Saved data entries
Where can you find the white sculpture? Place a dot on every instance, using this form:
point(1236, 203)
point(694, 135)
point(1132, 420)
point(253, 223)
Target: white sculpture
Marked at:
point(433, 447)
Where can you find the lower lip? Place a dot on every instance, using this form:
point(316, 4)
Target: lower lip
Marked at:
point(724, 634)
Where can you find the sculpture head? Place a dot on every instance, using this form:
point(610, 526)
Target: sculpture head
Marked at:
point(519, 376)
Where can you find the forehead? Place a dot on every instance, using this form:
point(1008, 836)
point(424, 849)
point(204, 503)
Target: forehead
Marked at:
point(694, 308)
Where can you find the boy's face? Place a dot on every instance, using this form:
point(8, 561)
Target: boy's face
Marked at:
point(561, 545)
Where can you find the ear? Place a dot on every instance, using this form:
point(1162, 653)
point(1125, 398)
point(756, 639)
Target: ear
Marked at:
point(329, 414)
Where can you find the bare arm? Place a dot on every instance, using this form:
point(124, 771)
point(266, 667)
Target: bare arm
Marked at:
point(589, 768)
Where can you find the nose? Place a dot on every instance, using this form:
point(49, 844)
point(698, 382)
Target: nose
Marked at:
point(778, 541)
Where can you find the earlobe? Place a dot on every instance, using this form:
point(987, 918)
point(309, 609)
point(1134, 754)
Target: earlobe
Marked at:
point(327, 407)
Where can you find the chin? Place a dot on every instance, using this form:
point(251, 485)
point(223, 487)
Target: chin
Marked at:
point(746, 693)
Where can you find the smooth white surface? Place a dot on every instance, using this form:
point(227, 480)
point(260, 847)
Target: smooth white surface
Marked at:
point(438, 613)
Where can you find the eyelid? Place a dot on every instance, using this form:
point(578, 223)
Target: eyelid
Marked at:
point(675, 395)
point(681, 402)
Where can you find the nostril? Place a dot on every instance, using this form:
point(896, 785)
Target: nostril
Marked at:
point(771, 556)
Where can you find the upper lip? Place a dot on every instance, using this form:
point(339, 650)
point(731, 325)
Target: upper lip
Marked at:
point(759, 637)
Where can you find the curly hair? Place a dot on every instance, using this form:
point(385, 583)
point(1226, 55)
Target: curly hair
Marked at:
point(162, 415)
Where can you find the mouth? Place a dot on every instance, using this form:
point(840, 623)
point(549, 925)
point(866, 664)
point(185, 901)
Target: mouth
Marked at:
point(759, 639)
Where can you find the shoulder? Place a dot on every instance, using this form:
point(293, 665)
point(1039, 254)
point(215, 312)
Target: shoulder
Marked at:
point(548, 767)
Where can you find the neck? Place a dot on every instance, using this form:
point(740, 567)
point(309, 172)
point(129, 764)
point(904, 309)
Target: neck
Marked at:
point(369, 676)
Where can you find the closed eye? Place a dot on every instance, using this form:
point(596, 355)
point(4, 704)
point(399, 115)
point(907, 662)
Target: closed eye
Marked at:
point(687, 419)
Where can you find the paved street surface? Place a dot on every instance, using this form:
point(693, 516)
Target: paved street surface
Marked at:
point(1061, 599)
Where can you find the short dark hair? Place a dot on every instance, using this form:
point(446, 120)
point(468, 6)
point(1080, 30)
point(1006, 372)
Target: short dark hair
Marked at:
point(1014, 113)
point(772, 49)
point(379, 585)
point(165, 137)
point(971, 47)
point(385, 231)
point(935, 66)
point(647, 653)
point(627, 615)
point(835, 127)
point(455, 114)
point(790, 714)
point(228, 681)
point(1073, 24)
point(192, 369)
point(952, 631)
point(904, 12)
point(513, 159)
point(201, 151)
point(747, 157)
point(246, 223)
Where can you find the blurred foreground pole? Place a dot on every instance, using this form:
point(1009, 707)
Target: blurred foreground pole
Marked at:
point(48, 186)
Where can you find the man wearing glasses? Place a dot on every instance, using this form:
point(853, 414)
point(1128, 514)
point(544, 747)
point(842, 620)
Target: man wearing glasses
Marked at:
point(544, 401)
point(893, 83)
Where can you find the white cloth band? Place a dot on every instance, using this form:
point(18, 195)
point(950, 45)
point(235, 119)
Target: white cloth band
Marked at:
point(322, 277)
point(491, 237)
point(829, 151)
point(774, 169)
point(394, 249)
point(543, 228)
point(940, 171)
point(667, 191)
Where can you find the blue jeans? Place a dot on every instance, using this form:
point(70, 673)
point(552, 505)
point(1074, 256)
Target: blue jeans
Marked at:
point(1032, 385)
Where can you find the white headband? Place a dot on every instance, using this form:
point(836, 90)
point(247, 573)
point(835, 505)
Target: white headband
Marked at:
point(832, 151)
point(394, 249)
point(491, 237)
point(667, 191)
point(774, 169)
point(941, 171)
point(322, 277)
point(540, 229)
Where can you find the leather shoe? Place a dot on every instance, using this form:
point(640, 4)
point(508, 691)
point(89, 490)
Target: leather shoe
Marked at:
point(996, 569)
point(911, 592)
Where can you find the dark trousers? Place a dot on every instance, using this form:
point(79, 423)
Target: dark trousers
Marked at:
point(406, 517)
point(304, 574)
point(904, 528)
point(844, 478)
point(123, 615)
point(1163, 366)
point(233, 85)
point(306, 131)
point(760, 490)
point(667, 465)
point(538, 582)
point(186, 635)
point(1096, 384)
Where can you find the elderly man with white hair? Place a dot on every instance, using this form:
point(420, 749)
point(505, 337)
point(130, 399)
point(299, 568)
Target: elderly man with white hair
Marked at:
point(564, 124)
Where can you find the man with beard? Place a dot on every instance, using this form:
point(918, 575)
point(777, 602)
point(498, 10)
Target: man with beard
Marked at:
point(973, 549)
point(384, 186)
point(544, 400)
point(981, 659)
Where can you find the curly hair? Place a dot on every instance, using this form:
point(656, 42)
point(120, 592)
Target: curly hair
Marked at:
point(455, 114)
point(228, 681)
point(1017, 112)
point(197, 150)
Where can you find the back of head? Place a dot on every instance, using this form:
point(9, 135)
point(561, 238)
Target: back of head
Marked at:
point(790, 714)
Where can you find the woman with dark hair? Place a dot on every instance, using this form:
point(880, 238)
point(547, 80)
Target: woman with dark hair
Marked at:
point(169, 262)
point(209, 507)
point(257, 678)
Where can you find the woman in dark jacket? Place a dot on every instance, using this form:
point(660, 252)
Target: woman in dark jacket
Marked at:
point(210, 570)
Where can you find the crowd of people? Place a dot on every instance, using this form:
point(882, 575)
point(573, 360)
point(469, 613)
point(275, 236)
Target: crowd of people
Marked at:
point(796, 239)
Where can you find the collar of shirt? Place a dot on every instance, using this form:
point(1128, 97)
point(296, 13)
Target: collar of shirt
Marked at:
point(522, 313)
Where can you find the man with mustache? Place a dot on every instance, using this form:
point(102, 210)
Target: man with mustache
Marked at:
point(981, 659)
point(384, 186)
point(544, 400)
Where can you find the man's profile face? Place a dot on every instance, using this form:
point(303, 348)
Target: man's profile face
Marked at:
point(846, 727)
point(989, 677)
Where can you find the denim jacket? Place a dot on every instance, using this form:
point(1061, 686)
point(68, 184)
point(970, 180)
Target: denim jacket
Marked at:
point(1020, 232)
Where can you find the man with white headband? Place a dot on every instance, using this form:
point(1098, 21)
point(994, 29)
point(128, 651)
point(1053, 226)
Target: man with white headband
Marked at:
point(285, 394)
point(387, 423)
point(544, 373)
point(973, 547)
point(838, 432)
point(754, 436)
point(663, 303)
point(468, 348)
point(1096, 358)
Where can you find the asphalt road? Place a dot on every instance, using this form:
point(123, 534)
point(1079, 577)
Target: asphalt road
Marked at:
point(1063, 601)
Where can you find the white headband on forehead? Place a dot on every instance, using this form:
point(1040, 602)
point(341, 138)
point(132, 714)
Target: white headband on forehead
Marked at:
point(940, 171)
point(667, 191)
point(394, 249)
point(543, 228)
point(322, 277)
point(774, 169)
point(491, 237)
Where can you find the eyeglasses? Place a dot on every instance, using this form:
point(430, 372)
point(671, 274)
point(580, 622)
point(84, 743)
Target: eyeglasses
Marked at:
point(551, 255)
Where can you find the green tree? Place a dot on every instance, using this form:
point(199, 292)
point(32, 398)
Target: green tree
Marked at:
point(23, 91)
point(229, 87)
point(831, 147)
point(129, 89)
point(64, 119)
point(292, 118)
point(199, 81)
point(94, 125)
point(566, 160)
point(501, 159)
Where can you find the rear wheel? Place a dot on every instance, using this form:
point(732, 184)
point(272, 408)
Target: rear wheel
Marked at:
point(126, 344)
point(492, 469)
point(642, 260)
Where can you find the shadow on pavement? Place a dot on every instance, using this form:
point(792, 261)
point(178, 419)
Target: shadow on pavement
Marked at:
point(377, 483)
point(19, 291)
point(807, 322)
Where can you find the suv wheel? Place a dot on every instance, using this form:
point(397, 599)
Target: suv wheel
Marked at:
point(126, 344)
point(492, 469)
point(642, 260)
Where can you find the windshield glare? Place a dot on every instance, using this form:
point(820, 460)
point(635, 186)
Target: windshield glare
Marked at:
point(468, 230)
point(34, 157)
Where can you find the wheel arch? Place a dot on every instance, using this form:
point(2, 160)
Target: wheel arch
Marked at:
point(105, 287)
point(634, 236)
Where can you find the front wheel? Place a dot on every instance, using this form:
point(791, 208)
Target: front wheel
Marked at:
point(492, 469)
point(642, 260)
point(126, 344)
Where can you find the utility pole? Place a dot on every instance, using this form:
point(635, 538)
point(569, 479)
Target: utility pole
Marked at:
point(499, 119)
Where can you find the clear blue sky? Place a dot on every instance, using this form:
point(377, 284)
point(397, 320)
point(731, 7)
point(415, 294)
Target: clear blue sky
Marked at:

- **Activity**: Your reply must consist solely of the number of lines in the data that contain the word "neck".

- **Answer below**: 2